● Instruction a
Reproduce the full article on the Apple v. U.S. iPhone dispute word for word.

● Excerpted text
-*-

Decoding the Apple v. U.S. battle Public Policy professor John Villasenor breaks down the background, key points and possible consequences of the iPhone legal dispute

By George Foulsham

During his discussion of the much-publicized iPhone standoff between Apple and the U.S. government, UCLA Luskin Public Policy professor John Villasenor said his main goal was to present the facts of the controversial case, and not to focus on his personal opinion. But, at the end of the discussion, after walking the audience through the background, technology and possible consequences of the legal battle, he did disclose what he thinks the outcome might be.

“I can’t imagine that the government is going to force a team of Apple engineers to drop everything and create a bunch of new code,” Villasenor, a professor of public policy, electrical engineering and management, said. “I have a hard time seeing it’s going to go that way.

“I might be wrong,” he added. “At the end of the day, if Apple refuses, there may be sanctions. They could fine Apple. They could hold them in contempt of court. You could jail the responsible person. It’s just hard to see that would happen to Apple.”

Villasenor’s talk, held at the UCLA Luskin School of Public Affairs, attracted students and scholars who, like the rest of the country, are fascinated by the many twists and turns the case has taken.

“This is a perfect example of why so much of what we do at UCLA crosses these boundaries — technology, policy, law and business — and how it intersects in this way that quite literally is dominating the headlines,” Villasenor said.

The latest development occurred Thursday when Apple filed court papers claiming that a federal judge had overstepped her authority and violated the company’s rights by ordering the company to help unlock a terrorist’s phone. “The ground is moving underneath us as we sit here,” Villasenor said of the rapidly unfolding legal war.

-*-

● Available records
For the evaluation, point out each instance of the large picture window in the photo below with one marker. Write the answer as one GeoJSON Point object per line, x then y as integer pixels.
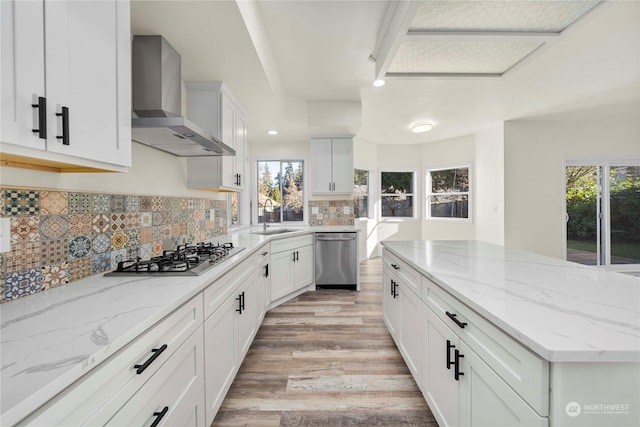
{"type": "Point", "coordinates": [397, 194]}
{"type": "Point", "coordinates": [448, 193]}
{"type": "Point", "coordinates": [280, 191]}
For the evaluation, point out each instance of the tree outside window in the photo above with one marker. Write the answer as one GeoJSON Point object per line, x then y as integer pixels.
{"type": "Point", "coordinates": [396, 194]}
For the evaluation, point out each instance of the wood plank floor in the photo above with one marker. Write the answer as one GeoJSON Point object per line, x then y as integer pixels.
{"type": "Point", "coordinates": [326, 359]}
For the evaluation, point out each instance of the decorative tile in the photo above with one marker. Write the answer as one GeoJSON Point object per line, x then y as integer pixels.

-*-

● Instruction b
Write out the stretch of the records from the line containing "For the evaluation, point out each instance of the tree" through the end of the records, copying each line exactly.

● Solution a
Decoding the Apple v. U.S. battle Public Policy professor John Villasenor breaks down the background, key points and possible consequences of the iPhone legal dispute

By George Foulsham

During his discussion of the much-publicized iPhone standoff between Apple and the U.S. government, UCLA Luskin Public Policy professor John Villasenor said his main goal was to present the facts of the controversial case, and not to focus on his personal opinion. But, at the end of the discussion, after walking the audience through the background, technology and possible consequences of the legal battle, he did disclose what he thinks the outcome might be.

“I can’t imagine that the government is going to force a team of Apple engineers to drop everything and create a bunch of new code,” Villasenor, a professor of public policy, electrical engineering and management, said. “I have a hard time seeing it’s going to go that way.

“I might be wrong,” he added. “At the end of the day, if Apple refuses, there may be sanctions. They could fine Apple. They could hold them in contempt of court. You could jail the responsible person. It’s just hard to see that would happen to Apple.”

Villasenor’s talk, held at the UCLA Luskin School of Public Affairs, attracted students and scholars who, like the rest of the country, are fascinated by the many twists and turns the case has taken.

“This is a perfect example of why so much of what we do at UCLA crosses these boundaries — technology, policy, law and business — and how it intersects in this way that quite literally is dominating the headlines,” Villasenor said.

The latest development occurred Thursday when Apple filed court papers claiming that a federal judge had overstepped her authority and violated the company’s rights by ordering the company to help unlock a terrorist’s phone. “The ground is moving underneath us as we sit here,” Villasenor said of the rapidly unfolding legal war.

● Solution b
For the evaluation, point out each instance of the tree outside window in the photo above with one marker. Write the answer as one GeoJSON Point object per line, x then y as integer pixels.
{"type": "Point", "coordinates": [396, 194]}
For the evaluation, point out each instance of the wood plank floor in the photo above with one marker. Write the answer as one GeoJSON Point object per line, x then y as integer pixels.
{"type": "Point", "coordinates": [326, 359]}
For the evaluation, point out each instance of the decorative tile in the photo above with one marker. Write the answer as one GeoJSON Point object per line, x then y as integer pixels.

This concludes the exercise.